Patty Guggenheim is an American comedian, writer and actress. A member of The Groundlings comedy troupe, as an actress she is best known for her role as Madisynn King on She-Hulk: Attorney at Law.

Career
As a comedian Guggenheim was part of  The Groundlings comedy troupe main company. She appeared on Curb Your Enthusiasm in 2021. She had minor roles as an actress on Reno 911!, Mr. Mayor, Superstore, The Middle, Modern Family, and Splitting Up Together. She had a regular roles on Pop TV’s comedy series Florida Girls and MTV’s Mary+Jane. Guggenheim also wrote for and acted in Barely Famous and additionally, voiced Patty Mime on SuperMansion.

Guggenheim appeared in 2022 in She-Hulk: Attorney at Law on Disney+, portraying Madisynn King, a party girl and unwitting magician’s assistant who forms an unlikely friendship with Wong, portrayed by Benedict Wong. The character became a fan favourite and calls have been made for Guggenheim and Wong to have their own spin-off show, or a spin-off show for Guggenheim with Jameela Jamil who plays Titania on the series. Florida Girls and She-Hulk: Attorney at Law director Kat Coiro commented that Guggenheim and Wong’s riffing on subjects such as The Sopranos and cocktails was improvised and un-scripted, with Coiro quoted as saying "That came purely from the actors' comedic chemistry and us going, 'We've got to throw some cameras on these two because they're so funny." Coiro also commented on how frequently she has worked with Guggenheim, and why, saying "I do not go anywhere without that woman. She is a comedic genius.. she came in and auditioned for us, and everybody [watching that audition] was actually crying with laughter. Tears streaming down their faces." Guggenheim's performance was praised for having ‘a quiet brilliance’ and ‘Guggenheim’s Madisynn was one of the first truly contemporary characters to enter the MCU in a while — someone who for better or worse felt real’ by TVLine who awarded Guggenheim  TVLine Performer of the Week.

· · ·

Problem statement – Decide whether each statement agrees with the Patty Guggenheim text, answering yes or no and quoting the deciding words. 1. Guggenheim voiced Patty Mime on SuperMansion. 2. Guggenheim appeared on Curb Your Enthusiasm in 2022. 3. Guggenheim and Wong's riffing on The Sopranos and cocktails was scripted. The entries have no part in this exercise.

(A data block)
· · ·

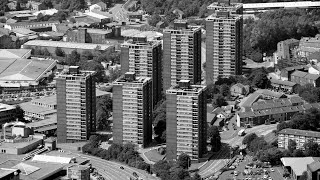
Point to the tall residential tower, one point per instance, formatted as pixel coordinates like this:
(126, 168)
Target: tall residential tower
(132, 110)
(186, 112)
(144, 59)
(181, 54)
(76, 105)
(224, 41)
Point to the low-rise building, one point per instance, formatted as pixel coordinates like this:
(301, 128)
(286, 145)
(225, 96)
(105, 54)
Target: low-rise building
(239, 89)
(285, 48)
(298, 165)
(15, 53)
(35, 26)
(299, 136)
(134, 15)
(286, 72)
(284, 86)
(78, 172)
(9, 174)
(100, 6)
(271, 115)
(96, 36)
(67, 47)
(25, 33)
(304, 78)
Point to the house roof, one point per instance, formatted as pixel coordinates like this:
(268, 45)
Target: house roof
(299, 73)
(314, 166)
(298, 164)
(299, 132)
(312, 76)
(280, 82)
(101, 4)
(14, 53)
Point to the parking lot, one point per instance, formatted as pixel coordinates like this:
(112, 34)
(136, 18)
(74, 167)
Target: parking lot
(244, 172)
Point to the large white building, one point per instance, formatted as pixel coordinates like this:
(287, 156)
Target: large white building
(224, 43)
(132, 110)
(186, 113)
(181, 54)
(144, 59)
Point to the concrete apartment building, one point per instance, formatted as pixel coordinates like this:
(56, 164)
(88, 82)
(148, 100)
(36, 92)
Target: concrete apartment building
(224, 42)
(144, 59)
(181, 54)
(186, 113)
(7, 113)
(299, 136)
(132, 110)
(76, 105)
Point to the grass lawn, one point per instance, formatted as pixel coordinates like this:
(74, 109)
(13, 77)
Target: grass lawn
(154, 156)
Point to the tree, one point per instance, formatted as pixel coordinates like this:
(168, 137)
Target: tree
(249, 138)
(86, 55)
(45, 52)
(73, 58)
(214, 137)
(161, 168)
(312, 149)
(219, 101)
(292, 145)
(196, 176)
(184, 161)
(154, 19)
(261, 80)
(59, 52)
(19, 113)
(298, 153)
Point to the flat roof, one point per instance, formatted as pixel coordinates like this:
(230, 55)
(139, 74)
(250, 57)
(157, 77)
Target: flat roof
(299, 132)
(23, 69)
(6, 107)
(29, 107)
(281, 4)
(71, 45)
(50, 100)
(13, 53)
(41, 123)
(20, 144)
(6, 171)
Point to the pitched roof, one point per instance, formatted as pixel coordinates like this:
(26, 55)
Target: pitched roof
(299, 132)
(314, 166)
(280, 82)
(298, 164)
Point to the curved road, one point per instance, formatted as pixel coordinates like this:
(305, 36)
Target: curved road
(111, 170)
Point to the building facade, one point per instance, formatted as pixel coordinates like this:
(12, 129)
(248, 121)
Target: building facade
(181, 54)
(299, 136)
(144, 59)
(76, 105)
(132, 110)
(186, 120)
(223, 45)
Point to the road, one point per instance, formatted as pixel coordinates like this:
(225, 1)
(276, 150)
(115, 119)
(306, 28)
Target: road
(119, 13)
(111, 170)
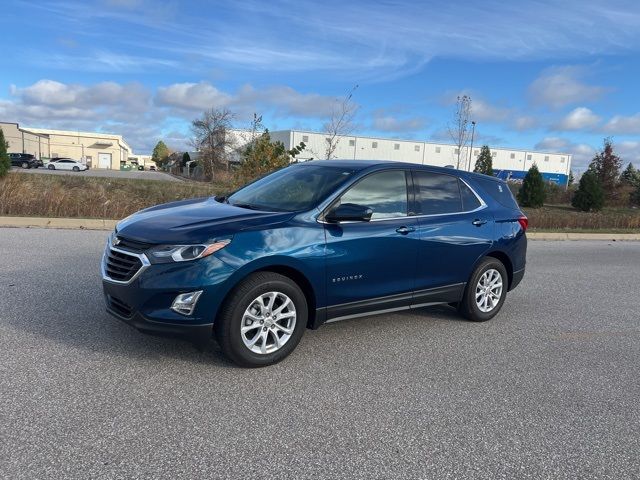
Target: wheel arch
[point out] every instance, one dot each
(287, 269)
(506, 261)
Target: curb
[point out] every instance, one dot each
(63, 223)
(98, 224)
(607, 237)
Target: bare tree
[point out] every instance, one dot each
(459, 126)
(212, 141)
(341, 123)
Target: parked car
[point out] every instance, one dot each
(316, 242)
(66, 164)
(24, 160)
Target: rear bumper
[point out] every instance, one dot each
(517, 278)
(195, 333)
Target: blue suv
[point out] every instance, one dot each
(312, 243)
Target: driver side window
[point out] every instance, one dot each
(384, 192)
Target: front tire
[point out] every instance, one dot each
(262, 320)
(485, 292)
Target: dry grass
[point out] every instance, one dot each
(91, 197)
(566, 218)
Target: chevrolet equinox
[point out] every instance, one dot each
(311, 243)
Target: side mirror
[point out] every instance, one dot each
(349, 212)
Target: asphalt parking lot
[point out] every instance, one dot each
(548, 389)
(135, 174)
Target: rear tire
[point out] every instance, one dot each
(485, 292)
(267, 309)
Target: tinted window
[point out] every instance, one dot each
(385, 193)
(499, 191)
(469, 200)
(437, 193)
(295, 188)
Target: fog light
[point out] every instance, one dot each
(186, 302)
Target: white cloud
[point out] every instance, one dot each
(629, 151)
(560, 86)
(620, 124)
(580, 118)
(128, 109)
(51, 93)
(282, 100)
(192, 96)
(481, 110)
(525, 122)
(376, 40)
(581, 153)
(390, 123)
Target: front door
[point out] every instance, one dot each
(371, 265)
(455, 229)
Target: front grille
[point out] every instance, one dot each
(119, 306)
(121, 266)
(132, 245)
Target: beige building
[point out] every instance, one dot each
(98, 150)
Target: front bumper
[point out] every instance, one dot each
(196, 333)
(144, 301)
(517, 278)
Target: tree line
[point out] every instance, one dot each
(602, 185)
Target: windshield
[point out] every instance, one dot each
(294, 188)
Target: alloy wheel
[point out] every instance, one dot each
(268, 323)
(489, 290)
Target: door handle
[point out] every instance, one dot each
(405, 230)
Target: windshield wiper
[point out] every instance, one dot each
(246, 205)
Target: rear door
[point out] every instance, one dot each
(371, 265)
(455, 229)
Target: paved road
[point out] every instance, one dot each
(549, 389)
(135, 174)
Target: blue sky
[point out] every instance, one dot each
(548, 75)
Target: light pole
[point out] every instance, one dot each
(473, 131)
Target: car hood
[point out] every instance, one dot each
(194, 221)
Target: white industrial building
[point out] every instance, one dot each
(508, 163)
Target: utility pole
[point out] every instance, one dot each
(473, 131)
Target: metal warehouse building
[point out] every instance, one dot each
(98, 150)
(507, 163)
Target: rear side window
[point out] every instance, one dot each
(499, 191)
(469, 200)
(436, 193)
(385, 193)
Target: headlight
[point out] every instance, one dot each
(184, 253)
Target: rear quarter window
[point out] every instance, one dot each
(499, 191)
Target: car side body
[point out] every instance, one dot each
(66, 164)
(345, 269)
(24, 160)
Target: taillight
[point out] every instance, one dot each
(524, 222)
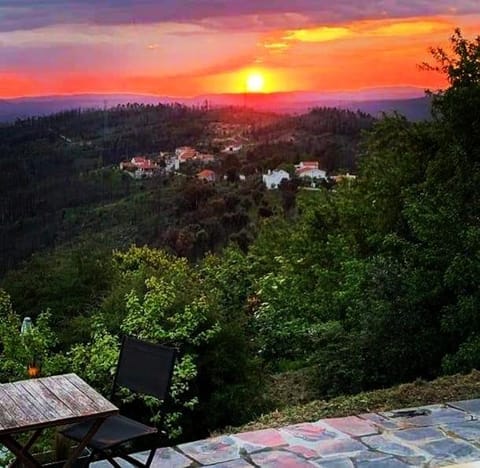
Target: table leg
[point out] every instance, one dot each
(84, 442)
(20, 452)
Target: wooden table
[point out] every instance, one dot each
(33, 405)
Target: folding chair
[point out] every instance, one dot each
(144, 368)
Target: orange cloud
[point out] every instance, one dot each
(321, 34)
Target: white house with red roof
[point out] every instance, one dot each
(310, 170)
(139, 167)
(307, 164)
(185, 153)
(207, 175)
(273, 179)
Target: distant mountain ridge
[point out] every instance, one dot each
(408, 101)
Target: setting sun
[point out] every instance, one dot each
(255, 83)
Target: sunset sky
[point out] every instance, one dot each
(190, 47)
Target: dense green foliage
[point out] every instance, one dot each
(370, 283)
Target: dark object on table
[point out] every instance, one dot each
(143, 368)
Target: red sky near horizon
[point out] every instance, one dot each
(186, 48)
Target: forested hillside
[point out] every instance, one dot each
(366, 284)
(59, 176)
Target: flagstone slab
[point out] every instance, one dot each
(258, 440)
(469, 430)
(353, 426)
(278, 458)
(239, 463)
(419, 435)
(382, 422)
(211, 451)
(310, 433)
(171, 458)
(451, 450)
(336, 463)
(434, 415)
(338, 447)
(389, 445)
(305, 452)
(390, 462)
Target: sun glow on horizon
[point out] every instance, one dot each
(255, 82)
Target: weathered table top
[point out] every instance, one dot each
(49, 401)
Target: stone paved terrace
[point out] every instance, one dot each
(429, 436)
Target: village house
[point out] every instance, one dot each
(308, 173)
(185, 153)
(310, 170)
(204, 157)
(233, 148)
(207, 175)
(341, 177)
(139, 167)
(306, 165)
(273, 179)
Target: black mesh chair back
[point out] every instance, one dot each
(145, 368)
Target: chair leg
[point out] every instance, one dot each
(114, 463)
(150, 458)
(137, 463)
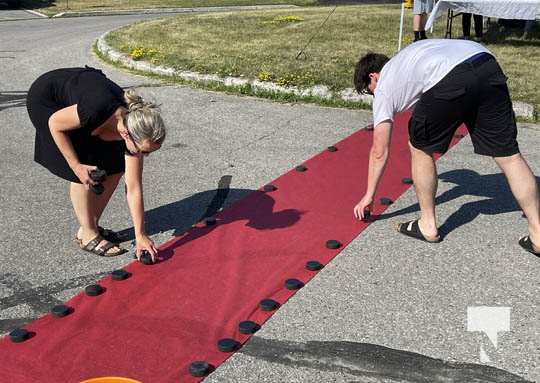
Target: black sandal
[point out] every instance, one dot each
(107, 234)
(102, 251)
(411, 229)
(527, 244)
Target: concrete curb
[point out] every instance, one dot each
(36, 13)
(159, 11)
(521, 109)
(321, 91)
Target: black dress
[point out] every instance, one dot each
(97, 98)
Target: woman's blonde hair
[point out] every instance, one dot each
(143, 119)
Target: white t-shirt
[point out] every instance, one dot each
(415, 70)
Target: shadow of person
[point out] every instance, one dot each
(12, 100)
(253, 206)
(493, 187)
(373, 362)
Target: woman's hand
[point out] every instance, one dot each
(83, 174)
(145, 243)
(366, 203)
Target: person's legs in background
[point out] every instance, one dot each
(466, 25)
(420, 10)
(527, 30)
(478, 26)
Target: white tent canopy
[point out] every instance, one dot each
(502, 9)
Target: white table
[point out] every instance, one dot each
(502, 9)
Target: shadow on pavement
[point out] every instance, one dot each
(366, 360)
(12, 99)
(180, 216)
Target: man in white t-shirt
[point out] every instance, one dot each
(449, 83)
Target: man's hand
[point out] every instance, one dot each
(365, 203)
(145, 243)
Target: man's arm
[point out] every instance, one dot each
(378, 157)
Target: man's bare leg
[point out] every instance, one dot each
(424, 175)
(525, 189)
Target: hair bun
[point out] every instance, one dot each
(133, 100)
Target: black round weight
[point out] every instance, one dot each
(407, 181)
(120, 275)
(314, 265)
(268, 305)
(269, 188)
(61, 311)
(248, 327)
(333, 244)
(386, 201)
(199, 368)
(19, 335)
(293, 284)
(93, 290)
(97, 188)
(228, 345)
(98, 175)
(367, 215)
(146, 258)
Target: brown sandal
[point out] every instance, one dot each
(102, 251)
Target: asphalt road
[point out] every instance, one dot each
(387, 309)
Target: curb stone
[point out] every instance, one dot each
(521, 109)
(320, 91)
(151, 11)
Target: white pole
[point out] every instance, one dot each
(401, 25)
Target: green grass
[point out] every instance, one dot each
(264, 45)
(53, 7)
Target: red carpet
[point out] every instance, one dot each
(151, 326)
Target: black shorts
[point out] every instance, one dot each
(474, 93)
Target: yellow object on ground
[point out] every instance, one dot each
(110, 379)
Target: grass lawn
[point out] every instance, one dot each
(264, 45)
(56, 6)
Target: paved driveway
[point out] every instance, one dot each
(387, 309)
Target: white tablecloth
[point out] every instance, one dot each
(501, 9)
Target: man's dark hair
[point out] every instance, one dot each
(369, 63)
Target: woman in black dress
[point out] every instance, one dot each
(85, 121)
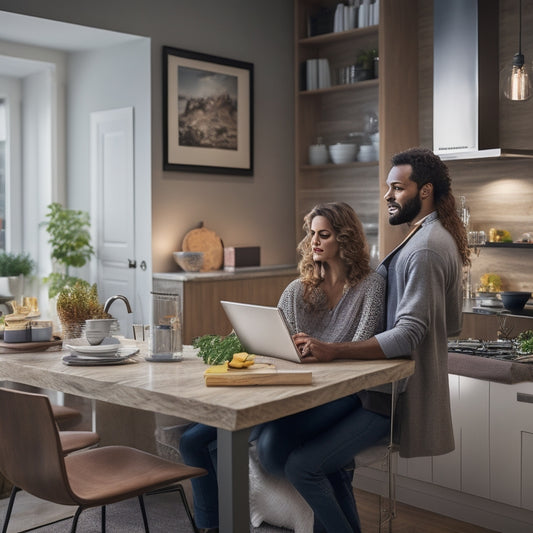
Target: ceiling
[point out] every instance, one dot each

· · ·

Task result –
1. Yes: "voiced Patty Mime on SuperMansion"
2. No: "She appeared on Curb Your Enthusiasm in 2021."
3. No: "was improvised and un-scripted"